*** Source material Section Begins ***
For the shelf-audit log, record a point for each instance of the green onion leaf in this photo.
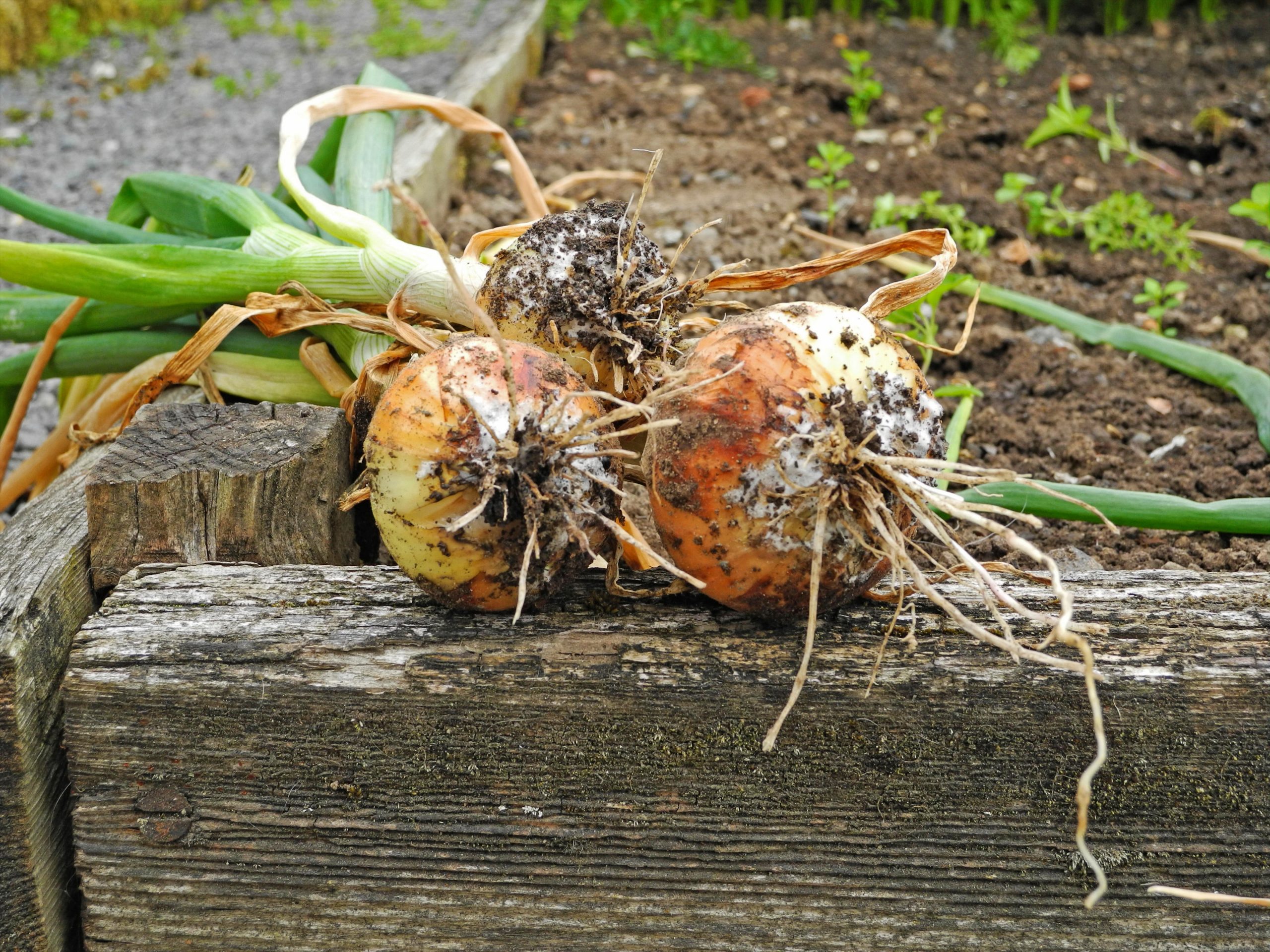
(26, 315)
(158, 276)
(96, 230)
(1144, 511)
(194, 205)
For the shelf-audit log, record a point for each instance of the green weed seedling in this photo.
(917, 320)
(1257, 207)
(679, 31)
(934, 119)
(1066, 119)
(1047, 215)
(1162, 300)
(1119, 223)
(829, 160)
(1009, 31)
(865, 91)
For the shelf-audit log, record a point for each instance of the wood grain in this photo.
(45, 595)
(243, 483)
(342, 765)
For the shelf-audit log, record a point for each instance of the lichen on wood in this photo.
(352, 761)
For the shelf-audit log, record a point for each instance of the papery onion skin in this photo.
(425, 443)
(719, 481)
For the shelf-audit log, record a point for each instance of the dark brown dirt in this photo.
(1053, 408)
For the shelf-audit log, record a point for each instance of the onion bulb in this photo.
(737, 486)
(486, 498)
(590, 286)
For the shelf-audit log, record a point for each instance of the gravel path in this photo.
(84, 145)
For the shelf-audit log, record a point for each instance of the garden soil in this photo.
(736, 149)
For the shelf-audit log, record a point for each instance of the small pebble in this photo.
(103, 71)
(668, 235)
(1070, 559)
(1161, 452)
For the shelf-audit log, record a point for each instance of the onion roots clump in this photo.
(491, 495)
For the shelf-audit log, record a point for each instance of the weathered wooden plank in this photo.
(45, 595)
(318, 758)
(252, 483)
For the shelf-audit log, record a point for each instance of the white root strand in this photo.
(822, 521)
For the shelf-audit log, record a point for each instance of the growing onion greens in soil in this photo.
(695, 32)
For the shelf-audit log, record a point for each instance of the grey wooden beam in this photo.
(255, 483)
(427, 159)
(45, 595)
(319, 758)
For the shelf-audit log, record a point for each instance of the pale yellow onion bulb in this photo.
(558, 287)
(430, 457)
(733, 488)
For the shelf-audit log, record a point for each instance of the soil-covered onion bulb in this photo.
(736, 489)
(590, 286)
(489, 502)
*** Source material Section Ends ***
*** Source material Section Begins ***
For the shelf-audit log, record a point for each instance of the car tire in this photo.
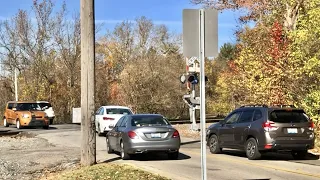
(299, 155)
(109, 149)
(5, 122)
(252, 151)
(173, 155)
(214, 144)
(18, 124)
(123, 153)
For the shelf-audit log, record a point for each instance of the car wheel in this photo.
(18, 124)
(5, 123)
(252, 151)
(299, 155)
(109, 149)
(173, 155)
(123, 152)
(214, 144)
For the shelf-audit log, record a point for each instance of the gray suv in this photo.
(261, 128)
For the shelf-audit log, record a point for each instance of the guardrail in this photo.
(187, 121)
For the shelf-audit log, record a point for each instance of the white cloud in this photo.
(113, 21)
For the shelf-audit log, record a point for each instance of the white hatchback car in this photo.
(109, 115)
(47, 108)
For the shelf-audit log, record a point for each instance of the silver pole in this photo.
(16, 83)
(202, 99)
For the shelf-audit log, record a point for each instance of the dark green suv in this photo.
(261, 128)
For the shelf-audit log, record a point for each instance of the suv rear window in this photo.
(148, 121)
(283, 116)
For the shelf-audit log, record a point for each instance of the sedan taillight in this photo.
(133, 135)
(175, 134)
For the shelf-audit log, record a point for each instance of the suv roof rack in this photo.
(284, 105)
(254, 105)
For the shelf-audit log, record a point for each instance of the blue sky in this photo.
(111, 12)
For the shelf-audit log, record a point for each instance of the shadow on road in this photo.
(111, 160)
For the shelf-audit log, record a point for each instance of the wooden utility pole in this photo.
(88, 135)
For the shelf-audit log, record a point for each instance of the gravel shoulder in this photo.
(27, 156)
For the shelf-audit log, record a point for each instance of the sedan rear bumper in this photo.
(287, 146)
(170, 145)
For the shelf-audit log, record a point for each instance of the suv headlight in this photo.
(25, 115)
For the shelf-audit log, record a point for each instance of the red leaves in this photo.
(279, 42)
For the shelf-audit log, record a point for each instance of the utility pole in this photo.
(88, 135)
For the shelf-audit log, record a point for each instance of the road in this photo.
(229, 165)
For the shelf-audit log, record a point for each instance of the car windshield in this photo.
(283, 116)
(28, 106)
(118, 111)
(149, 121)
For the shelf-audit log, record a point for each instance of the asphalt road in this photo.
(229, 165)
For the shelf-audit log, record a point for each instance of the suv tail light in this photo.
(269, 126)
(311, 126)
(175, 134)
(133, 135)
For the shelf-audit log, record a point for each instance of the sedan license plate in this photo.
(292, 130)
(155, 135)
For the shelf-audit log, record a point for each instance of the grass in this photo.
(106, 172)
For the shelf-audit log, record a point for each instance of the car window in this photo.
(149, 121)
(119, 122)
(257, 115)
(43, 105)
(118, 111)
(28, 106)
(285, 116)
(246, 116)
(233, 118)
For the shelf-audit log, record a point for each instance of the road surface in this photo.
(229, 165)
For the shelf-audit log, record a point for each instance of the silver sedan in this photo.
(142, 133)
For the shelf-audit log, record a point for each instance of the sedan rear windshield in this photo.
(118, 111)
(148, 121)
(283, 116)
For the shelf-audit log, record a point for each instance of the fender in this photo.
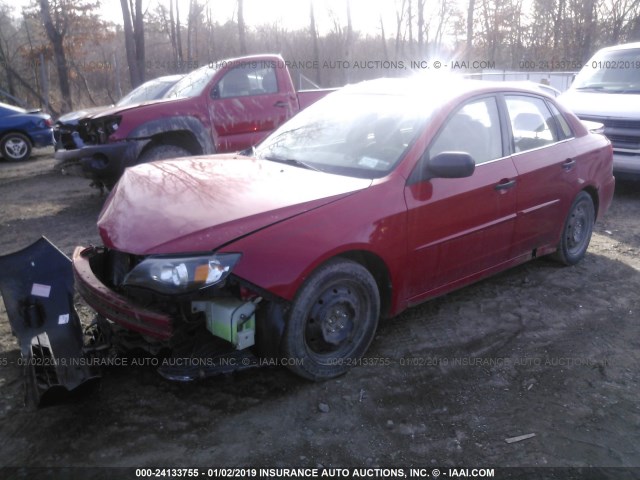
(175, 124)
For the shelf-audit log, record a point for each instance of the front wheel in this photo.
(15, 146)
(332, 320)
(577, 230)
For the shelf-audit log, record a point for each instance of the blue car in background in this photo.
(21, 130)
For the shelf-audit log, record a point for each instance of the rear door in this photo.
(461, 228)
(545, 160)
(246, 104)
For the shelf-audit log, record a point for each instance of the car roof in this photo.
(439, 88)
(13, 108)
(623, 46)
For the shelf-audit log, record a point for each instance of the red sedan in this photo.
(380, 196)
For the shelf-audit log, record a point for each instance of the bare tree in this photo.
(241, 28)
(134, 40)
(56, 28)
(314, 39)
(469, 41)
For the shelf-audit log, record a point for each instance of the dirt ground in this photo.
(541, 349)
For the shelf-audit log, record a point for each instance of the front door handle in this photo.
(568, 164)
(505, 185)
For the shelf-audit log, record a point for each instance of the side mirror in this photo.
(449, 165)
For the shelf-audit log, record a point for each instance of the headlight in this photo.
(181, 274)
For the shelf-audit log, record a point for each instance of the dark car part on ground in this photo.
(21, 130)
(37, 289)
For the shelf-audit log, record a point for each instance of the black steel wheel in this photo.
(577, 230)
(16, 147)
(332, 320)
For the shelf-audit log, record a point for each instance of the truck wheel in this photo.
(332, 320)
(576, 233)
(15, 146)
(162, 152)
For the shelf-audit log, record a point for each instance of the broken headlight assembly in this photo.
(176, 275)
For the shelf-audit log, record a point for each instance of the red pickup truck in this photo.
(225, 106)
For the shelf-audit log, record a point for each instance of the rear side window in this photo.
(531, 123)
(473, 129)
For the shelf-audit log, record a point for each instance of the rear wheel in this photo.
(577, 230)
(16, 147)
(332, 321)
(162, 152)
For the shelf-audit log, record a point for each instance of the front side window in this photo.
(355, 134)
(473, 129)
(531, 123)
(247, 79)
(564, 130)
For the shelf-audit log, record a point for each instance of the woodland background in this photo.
*** Source material Section Ends ***
*** Source material Section Begins ***
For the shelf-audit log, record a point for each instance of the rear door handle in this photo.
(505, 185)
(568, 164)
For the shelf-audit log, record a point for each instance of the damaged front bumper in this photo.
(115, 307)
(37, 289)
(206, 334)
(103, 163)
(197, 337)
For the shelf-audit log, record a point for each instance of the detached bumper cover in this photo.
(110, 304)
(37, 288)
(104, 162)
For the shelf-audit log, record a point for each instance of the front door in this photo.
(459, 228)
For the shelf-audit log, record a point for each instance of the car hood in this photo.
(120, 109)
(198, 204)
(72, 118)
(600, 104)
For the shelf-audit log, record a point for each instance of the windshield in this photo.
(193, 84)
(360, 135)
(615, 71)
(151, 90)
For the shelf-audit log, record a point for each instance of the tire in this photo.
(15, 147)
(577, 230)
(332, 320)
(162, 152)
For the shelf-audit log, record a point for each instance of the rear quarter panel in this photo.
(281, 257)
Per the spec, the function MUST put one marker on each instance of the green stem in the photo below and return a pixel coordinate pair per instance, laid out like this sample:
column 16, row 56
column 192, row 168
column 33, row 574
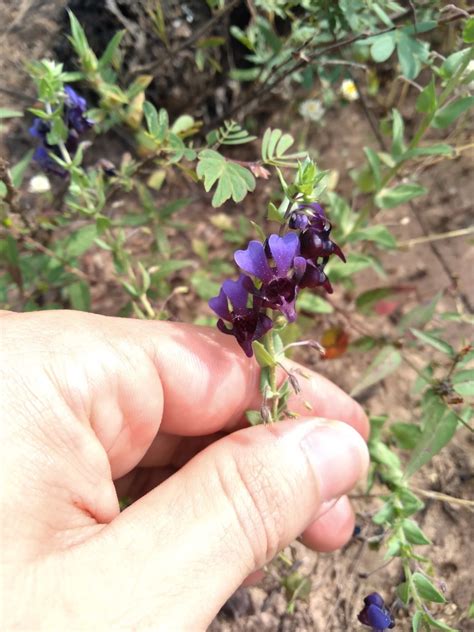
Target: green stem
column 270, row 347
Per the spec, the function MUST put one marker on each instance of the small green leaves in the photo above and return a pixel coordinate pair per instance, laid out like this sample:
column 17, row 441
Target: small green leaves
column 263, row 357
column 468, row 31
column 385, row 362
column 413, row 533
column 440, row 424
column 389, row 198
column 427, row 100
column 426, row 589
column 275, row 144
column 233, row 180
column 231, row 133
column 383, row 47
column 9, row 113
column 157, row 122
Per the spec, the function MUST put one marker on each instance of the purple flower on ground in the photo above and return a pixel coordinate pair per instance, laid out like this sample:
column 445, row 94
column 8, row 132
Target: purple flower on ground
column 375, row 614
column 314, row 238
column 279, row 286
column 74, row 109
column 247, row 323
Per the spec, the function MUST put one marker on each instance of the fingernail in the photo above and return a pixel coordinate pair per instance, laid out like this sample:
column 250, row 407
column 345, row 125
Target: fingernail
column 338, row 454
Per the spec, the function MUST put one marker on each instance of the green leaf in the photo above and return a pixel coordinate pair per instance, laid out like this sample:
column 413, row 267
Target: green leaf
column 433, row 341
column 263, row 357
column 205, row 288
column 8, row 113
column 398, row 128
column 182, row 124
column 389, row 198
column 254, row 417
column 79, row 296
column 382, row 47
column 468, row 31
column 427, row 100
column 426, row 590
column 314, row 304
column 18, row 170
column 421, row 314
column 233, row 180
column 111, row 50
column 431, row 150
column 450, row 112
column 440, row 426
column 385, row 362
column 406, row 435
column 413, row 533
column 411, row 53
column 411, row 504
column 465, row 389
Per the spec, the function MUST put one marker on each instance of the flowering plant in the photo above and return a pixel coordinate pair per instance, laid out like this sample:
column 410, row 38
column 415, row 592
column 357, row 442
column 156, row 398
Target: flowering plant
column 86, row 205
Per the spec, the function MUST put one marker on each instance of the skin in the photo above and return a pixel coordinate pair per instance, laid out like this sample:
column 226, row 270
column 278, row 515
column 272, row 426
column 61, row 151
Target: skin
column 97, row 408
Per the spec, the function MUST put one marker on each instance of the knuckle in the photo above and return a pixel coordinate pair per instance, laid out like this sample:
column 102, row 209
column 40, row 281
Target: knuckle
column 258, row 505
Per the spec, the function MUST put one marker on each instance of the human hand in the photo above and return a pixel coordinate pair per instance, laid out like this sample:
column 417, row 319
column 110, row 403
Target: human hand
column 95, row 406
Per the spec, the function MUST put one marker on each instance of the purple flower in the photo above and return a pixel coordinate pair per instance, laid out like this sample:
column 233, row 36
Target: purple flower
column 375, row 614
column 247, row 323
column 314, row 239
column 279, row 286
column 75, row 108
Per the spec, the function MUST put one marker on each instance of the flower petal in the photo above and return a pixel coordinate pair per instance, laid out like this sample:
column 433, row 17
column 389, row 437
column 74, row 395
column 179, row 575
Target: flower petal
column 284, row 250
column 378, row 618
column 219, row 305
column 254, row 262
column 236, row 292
*** Source material Section Ends ***
Task objective: Please find every line in the listing that holds the string "above" and copy it.

Result of this exercise:
Per the spec, the function MUST put one marker on each instance of the small green leaves in the photo above and return a pixel coordinate pair per instance, laid out like this sample:
Per the spec, the function MUST put one marker on each instance of the purple flower on ground in the photo above and return a pixel coordinate pair per instance, laid out like this sample:
Per the spec, the function MUST put one marker on each instance of the fingernail in the photo above and return a pixel coordinate pair per instance, laid out like this sample:
Per the spec, the function MUST put one marker on each instance of the green leaf in the photo above and return a pixel coordinate pair per instance, laid out like this sample:
Per the spec, the function MUST put one marker on each instance of the flowering plant in the photo above and return a pixel coordinate pair per instance, laid out like this sample:
Per the spec, the function MUST put one marker on each instance of the skin in the photo above and return a pixel coordinate pair per instance, laid out like this sample:
Per the spec, the function MUST put one marker on each instance of the knuckle in the photo above and return a pixel coordinate pair per instance, laid out like this sample:
Per the spec, the function MUST put one marker on each instance of the human hand in the photo above and return a pixel coordinate pair per instance, laid out like this sample:
Per the spec, the function MUST put one marker on each instance of the purple flower in the photo above and return a pixel coordinate pair per instance, laid out like this sample:
Per the spec, the function MUST put one marker on each instance of the flower petal in the photo above and return a pixel coordinate pair per instance, laid out like this sample:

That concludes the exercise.